# EXERCISE
The word "instance" marks the lines to keep; find each one in the data and copy it.

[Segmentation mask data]
━━━━━━━━━━━━━━━━
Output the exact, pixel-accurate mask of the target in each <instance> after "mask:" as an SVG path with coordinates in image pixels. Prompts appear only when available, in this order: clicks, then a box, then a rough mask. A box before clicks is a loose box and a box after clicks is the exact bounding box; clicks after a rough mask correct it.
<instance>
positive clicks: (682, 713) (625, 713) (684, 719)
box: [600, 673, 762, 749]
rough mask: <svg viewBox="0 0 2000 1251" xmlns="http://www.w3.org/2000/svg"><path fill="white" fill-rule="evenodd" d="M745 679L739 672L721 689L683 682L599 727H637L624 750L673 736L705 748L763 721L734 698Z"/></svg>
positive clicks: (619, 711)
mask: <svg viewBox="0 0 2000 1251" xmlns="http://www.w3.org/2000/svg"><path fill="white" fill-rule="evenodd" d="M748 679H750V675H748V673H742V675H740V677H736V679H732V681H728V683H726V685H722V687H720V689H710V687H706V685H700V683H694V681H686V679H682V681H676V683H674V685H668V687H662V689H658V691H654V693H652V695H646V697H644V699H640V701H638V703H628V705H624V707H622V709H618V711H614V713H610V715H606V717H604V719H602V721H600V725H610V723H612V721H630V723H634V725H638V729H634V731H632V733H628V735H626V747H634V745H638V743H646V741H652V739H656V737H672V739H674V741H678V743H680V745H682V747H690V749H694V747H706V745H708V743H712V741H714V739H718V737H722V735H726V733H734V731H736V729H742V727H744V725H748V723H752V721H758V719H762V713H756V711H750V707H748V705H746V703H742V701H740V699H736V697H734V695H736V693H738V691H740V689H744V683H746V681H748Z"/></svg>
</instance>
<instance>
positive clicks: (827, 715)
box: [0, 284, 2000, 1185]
━━━━━━━━━━━━━━━━
# YOUR RESPONSE
Output the exact, pixel-accurate mask of the target in each <instance> after "mask:" as an SVG path with coordinates in image pixels. Prompts appear only when available, in this order: clicks, then a box, then a rough mask. A box before clicks is a loose box and a box after clicks is the exact bounding box; clicks after a rough mask correct it.
<instance>
</instance>
<instance>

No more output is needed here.